Aim of the exercise:
In the passage on living wills below, take the part starting with "Relying on a" and going on through "rise to uncertainty.", and write it again with "drawbacks" changed to "disadvantages".

Passage:
□ □ □ □ □
A living will is a document that describes a person's wishes for healthcare. It comes into effect when the individual cannot make or communicate these decisions on his own. Other advance directives can also help ensure your parents' wishes are complied with.

Your parents can include any areas of concern in a living will. Common issues include life support and heroic measures of revival. New York law does not set forth specific requirements for a living will. Such a will may be valid as long as it constitutes evidence of actual wishes.

Why a living will might fall short

Relying on a living will for healthcare wishes can present several drawbacks. Typically, the time to draw up a living will is well in advance of catastrophic complications. No matter how thoroughly your parents think matters through, a person cannot anticipate every single circumstance that may arise. This will leave you and the rest of your family unsure of what to do when unexpected issues arise. New York law also does not provide a standard interpretation for phrasing in living wills, which can give rise to uncertainty.

Healthcare proxy

Designating a healthcare proxy can serve as an alternative or an addition to drafting a living will. Speak with your parents about selecting a proxy whom they trust to carry out their wishes reliably. This can be easier when you know the suggested proxy's personal beliefs do not conflict with your parents' known wishes. On a practical note, it makes sense to designate a person who will be close enough and able and willing to discuss matters with healthcare providers and assess the situation.

Combining the written designation of a healthcare proxy with a living will or other written indication of intent can ensure your parents' wishes are understood and carried out. Whether your parents choose to designate you or another family member, urge them to communicate fully and cover major issues such as types of treatment, permanent brain damage or coma, pain medication and other common areas of concern. Consulting a knowledgeable estate lawyer can help you further clarify the best solutions for your and your parents' specific situation.
□ □ □ □ □
Supplied data:
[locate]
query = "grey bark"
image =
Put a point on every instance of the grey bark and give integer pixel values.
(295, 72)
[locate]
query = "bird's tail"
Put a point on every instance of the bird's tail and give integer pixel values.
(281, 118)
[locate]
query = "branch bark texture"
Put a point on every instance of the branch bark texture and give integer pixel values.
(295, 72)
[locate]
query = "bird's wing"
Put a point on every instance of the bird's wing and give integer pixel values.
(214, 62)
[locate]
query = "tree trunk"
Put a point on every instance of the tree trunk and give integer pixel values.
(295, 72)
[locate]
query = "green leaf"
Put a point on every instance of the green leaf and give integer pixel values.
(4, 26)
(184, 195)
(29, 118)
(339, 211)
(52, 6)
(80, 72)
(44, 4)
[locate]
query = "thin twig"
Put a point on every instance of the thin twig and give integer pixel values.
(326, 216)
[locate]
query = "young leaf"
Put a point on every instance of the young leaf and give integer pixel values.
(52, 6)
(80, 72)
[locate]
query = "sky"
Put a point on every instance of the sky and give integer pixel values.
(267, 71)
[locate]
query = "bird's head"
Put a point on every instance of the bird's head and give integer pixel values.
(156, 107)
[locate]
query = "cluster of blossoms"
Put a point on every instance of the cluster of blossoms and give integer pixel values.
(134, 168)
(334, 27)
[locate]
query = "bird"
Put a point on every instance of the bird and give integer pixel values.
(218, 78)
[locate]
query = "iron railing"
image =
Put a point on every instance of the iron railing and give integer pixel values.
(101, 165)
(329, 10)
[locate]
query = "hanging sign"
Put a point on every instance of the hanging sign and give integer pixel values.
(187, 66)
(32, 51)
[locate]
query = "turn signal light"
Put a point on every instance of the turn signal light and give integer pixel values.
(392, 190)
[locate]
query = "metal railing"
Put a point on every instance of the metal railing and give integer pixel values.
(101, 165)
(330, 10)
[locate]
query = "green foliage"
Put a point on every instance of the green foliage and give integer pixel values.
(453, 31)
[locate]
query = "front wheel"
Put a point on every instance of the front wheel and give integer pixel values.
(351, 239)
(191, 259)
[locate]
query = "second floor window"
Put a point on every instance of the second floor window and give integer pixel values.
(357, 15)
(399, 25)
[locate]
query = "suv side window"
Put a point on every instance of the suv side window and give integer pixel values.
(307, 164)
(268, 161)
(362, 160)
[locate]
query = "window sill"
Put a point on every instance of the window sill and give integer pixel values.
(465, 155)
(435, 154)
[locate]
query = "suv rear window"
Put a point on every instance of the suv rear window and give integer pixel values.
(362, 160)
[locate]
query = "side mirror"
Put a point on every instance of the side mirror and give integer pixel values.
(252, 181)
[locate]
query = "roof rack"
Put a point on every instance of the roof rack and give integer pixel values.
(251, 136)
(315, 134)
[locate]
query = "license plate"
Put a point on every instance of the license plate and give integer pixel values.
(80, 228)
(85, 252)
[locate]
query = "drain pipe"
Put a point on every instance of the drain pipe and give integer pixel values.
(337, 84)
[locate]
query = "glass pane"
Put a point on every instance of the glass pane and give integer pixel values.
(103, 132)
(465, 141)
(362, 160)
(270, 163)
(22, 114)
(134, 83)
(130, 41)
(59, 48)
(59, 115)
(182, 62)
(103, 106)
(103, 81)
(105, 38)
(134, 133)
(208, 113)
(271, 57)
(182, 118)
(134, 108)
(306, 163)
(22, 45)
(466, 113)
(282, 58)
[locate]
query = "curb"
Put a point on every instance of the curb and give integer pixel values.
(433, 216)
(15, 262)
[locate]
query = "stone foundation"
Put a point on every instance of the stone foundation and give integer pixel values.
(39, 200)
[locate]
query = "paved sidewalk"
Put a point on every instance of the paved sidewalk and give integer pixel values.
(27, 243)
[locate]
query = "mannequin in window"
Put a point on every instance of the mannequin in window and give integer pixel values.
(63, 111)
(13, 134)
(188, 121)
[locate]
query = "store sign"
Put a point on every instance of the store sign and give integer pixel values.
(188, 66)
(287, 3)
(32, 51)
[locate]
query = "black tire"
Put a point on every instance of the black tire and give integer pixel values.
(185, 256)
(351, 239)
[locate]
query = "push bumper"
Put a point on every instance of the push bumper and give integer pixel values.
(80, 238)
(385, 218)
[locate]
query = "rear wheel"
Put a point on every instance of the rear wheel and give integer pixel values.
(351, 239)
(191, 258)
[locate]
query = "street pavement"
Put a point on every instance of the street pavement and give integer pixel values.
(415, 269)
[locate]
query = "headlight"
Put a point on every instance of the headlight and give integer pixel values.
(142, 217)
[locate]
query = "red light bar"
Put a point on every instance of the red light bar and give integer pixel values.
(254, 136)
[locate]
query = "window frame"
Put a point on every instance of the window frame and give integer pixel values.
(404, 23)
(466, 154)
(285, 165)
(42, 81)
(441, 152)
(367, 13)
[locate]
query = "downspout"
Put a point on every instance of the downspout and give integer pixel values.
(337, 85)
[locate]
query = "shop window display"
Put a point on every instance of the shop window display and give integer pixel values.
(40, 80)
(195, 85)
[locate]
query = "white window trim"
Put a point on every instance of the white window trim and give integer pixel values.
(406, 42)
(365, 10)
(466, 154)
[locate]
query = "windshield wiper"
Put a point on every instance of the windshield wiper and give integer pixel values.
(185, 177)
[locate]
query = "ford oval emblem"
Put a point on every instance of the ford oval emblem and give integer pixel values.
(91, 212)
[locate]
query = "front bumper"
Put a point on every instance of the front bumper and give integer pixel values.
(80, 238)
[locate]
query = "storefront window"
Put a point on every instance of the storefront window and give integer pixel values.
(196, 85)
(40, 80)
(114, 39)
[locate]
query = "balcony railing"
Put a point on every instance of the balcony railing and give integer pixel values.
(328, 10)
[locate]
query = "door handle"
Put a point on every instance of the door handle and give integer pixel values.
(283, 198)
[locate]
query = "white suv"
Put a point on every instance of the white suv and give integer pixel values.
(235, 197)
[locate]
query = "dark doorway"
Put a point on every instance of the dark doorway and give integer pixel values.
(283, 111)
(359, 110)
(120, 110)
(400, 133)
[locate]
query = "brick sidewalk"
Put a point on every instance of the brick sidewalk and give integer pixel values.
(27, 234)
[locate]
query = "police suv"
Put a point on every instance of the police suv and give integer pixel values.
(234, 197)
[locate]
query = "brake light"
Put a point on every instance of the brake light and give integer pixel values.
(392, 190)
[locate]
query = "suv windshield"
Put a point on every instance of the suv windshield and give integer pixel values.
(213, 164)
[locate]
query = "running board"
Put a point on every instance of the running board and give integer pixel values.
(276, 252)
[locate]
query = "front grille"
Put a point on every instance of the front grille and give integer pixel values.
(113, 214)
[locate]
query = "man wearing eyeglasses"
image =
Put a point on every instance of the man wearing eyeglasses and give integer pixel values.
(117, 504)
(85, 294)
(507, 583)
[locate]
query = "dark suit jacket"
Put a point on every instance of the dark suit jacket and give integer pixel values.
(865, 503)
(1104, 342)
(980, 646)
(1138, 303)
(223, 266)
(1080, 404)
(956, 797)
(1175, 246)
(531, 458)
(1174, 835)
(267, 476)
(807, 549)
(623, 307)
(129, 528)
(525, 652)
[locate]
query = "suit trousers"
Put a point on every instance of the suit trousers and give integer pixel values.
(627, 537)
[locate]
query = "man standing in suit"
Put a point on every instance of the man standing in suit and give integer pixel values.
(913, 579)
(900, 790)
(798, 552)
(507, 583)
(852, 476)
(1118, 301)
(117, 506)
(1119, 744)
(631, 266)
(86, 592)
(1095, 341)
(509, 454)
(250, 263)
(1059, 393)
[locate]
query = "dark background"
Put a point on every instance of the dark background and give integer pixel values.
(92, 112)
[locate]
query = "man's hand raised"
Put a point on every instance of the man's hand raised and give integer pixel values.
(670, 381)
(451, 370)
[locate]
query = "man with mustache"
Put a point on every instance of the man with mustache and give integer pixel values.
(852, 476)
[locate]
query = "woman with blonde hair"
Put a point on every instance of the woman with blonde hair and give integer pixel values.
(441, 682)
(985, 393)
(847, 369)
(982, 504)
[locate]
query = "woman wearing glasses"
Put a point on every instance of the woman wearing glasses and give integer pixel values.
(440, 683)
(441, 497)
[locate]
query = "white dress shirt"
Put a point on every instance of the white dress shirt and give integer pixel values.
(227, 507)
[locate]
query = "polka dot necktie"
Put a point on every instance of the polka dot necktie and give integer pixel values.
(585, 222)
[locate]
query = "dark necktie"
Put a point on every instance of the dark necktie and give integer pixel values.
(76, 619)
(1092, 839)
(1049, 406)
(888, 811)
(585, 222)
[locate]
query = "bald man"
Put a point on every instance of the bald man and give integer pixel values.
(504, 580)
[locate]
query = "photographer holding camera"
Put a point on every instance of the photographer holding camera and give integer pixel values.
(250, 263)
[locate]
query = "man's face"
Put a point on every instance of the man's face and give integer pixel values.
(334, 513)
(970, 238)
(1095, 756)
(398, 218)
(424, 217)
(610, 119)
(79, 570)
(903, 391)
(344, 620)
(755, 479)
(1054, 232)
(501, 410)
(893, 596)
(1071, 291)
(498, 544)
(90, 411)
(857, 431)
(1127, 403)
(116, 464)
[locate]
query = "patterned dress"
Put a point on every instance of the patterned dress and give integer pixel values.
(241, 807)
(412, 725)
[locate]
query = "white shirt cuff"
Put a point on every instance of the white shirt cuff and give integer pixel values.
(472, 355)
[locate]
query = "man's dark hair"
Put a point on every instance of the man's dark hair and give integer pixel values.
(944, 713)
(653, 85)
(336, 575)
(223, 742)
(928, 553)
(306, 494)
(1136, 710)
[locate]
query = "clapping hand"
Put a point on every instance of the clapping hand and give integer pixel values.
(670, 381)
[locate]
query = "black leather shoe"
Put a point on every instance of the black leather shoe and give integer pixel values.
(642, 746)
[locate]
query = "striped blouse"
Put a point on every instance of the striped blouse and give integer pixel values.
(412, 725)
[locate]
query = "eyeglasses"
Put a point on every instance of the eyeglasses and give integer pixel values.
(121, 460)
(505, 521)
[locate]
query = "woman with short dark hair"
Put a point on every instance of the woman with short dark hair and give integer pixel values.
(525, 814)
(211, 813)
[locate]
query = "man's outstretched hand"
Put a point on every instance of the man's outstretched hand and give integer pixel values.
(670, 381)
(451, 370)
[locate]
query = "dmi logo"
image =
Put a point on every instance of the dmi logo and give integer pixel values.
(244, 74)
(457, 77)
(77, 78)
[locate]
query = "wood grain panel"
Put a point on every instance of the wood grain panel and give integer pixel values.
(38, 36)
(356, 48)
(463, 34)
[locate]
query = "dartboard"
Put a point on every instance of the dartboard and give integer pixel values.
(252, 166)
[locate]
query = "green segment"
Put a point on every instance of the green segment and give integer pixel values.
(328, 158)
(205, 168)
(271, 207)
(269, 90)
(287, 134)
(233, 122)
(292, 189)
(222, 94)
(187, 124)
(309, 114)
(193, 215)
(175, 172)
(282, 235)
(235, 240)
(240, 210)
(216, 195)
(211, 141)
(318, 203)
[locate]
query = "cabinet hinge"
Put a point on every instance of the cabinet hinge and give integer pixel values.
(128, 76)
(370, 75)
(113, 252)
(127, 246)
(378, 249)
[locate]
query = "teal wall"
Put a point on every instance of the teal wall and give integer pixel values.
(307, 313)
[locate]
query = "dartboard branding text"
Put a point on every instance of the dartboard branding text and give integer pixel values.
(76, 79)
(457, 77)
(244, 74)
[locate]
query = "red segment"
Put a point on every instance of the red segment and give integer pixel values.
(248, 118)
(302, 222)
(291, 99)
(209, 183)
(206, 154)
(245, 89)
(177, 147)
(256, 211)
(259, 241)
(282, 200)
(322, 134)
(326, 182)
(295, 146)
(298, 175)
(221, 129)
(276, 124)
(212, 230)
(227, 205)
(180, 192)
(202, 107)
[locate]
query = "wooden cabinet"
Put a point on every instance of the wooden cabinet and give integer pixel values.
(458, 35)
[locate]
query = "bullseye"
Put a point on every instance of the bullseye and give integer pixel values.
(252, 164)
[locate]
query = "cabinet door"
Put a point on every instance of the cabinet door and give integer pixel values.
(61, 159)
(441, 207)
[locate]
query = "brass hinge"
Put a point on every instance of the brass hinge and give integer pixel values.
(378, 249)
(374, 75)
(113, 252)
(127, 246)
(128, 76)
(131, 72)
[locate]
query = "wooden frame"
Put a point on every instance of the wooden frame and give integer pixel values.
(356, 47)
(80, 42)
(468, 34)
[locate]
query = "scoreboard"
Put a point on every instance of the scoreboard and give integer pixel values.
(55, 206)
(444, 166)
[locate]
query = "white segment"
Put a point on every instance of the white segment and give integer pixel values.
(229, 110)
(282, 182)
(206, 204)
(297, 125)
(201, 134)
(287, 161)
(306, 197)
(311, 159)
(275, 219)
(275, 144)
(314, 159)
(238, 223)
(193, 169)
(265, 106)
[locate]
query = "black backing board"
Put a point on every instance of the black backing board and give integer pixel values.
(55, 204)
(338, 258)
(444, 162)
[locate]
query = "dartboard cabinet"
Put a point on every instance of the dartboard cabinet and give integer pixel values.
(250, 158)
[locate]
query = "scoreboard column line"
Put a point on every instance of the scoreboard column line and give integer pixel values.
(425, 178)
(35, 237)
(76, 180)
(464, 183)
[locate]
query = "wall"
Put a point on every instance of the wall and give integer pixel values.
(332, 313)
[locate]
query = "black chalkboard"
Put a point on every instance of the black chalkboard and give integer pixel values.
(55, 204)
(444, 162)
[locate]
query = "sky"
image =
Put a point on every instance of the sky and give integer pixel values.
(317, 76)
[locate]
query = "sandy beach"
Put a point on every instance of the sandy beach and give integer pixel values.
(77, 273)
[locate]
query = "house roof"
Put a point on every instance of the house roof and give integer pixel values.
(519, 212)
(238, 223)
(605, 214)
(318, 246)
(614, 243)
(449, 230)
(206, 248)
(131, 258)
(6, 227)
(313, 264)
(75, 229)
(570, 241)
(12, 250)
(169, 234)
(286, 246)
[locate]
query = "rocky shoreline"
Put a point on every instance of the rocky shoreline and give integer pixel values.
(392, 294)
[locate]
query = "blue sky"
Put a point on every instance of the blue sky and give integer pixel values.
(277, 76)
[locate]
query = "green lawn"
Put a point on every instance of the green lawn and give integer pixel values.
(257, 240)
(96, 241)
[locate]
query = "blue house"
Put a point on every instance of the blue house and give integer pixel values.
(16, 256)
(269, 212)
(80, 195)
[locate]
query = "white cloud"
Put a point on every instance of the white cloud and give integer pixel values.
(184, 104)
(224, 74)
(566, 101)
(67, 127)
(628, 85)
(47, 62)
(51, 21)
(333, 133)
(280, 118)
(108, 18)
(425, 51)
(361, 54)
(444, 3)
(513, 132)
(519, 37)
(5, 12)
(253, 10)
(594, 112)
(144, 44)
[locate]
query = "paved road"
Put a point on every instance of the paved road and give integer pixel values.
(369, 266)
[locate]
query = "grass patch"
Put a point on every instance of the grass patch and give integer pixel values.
□ □ □ □ □
Written reply:
Relying on a living will for healthcare wishes can present several disadvantages. Typically, the time to draw up a living will is well in advance of catastrophic complications. No matter how thoroughly your parents think matters through, a person cannot anticipate every single circumstance that may arise. This will leave you and the rest of your family unsure of what to do when unexpected issues arise. New York law also does not provide a standard interpretation for phrasing in living wills, which can give rise to uncertainty.